*** Opening Records to use ***

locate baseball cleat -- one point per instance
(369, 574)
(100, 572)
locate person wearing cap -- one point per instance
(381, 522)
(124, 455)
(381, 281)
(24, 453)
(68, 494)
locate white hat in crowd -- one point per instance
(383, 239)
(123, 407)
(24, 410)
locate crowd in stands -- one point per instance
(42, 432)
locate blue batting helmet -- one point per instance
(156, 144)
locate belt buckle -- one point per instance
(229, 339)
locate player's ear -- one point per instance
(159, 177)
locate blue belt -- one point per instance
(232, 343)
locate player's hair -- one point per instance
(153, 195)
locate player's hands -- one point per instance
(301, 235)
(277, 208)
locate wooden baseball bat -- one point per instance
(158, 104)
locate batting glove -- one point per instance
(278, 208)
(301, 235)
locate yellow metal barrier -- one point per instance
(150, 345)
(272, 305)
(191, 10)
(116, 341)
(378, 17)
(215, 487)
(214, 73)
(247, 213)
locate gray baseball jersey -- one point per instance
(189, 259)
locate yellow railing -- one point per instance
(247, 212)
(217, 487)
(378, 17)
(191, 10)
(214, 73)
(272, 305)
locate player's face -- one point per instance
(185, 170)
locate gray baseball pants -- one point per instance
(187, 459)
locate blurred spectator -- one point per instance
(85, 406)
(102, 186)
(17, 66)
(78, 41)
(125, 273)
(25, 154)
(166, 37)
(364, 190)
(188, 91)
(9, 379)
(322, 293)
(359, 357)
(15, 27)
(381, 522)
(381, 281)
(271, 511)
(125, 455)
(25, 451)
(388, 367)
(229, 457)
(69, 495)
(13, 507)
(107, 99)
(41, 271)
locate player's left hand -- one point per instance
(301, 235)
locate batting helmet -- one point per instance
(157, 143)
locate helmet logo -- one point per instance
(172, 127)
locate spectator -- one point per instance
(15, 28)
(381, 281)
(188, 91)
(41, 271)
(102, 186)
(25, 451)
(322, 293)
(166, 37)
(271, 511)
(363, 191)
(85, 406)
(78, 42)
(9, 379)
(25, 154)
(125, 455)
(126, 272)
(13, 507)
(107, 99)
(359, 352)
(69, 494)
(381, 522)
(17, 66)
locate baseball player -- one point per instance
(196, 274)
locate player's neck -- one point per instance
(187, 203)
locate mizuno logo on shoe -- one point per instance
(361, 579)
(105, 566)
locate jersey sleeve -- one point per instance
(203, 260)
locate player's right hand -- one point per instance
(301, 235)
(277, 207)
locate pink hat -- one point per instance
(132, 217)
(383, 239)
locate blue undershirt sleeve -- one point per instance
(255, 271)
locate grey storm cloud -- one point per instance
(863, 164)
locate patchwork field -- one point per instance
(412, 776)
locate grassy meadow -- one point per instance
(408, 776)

*** Closing Records to use ***

Assignment = All of the data above needs to be retyped exactly, with each line as it stands.

Result =
locate baseball cleat -- one point per instance
(369, 574)
(100, 572)
locate person wearing cap -- one point per instance
(381, 522)
(124, 455)
(381, 281)
(24, 453)
(68, 494)
locate white hat in crowd -- one point per instance
(383, 239)
(123, 407)
(24, 410)
locate crowd in stands -- one point per instance
(42, 432)
locate blue batting helmet -- one point per instance
(156, 144)
locate belt buckle -- one point per instance
(229, 339)
locate player's ear -- one point per instance
(159, 177)
locate blue belt -- one point per instance
(232, 343)
locate player's hair -- one point per instance
(153, 195)
locate player's hands -- one point per instance
(301, 235)
(277, 208)
locate wooden baseball bat -- one point per instance
(158, 104)
locate batting glove -- one point per instance
(278, 208)
(301, 235)
locate yellow metal barrier -- one point per instance
(150, 345)
(272, 305)
(191, 10)
(116, 341)
(378, 17)
(215, 487)
(214, 73)
(247, 213)
locate gray baseball jersey -- one point per instance
(189, 259)
locate yellow railing -- one point per instance
(247, 212)
(217, 487)
(378, 17)
(191, 10)
(214, 73)
(272, 305)
locate player's face -- one point per instance
(185, 170)
locate gray baseball pants -- one point per instance
(187, 459)
locate blurred spectator -- one point per instance
(85, 406)
(102, 186)
(17, 66)
(78, 41)
(125, 273)
(25, 154)
(166, 37)
(364, 190)
(188, 91)
(9, 379)
(322, 293)
(359, 357)
(15, 27)
(381, 522)
(381, 281)
(271, 511)
(125, 455)
(25, 451)
(388, 367)
(229, 457)
(69, 495)
(13, 507)
(107, 99)
(41, 271)
locate player's left hand -- one point per instance
(301, 235)
locate batting helmet -- one point per instance
(157, 143)
locate helmet logo -- one point per instance
(172, 127)
locate spectator -- one point per instance
(15, 28)
(381, 281)
(188, 91)
(41, 271)
(102, 186)
(25, 451)
(322, 293)
(166, 37)
(271, 511)
(363, 191)
(85, 406)
(78, 42)
(9, 379)
(25, 154)
(125, 455)
(126, 272)
(13, 507)
(107, 99)
(359, 352)
(69, 494)
(381, 522)
(17, 66)
locate baseball player -- one point per instance
(196, 274)
locate player's neck -- one point per instance
(187, 203)
locate mizuno logo on shoe -- one point per instance
(361, 579)
(105, 566)
locate jersey sleeve -- one point per instance
(203, 260)
locate player's right hand -- one point per instance
(301, 235)
(277, 207)
locate pink hat -- one point per instance
(132, 217)
(383, 239)
locate blue undershirt sleeve -- one point per instance
(255, 271)
locate grey storm cloud -- one point per instance
(863, 164)
locate patchwork field -- one point per instance
(412, 776)
locate grassy meadow -- one point per instance
(408, 776)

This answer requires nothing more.